**Problem:** From the data, return each line holding the word "below".

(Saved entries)
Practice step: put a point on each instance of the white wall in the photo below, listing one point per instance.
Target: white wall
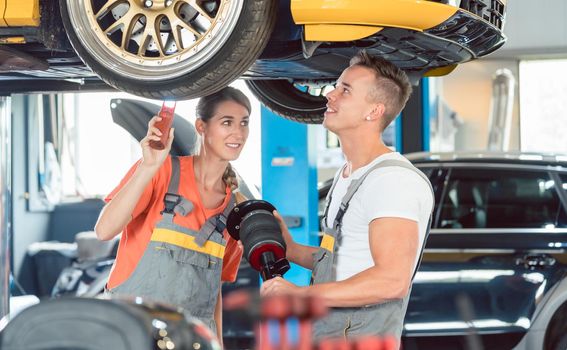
(468, 91)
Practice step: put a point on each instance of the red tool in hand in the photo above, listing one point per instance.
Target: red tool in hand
(166, 113)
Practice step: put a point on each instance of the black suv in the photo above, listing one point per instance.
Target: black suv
(493, 274)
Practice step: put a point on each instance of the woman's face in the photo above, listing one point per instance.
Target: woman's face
(226, 132)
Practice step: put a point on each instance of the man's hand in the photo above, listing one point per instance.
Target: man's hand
(279, 286)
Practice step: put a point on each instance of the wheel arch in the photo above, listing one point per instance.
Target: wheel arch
(550, 313)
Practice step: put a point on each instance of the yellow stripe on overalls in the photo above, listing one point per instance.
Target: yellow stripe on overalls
(328, 242)
(187, 242)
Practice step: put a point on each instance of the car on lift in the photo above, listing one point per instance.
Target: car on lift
(289, 50)
(494, 269)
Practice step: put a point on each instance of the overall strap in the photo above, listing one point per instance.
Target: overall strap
(355, 184)
(173, 202)
(330, 196)
(215, 223)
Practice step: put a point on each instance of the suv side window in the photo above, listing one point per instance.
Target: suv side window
(494, 198)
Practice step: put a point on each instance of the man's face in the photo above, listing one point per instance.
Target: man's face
(349, 104)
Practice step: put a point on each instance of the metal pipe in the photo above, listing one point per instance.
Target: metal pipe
(5, 203)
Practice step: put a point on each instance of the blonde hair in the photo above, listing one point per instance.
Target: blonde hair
(230, 179)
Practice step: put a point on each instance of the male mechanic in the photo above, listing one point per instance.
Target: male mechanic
(377, 214)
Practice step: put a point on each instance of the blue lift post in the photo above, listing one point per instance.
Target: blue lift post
(289, 180)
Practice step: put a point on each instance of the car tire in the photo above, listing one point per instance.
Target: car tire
(285, 99)
(561, 343)
(213, 61)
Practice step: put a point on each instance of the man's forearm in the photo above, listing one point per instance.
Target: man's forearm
(365, 288)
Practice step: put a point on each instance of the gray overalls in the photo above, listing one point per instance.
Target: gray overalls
(181, 266)
(379, 319)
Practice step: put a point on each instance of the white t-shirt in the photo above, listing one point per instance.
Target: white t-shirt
(386, 192)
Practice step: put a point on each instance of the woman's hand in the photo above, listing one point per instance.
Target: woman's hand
(154, 157)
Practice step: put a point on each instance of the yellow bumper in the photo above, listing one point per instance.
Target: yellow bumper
(345, 20)
(19, 13)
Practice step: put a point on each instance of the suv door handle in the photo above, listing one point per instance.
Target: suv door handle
(535, 261)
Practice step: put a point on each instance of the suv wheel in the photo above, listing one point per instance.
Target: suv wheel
(168, 48)
(300, 103)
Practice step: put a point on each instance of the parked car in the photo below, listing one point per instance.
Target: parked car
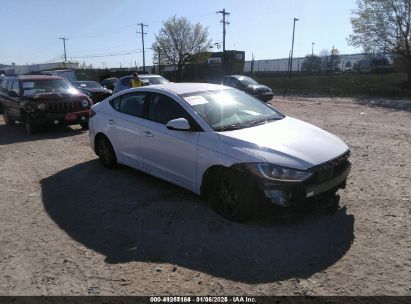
(109, 83)
(148, 79)
(93, 89)
(249, 86)
(222, 143)
(39, 100)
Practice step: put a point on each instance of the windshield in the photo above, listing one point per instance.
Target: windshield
(47, 86)
(247, 80)
(87, 84)
(155, 80)
(229, 109)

**Answer area:**
Practice step: put a point on each instance of the white wall in the photo below, listing one point per instance.
Practice step: put a point on each instance of the parked car in the photo below, listing one point per instance.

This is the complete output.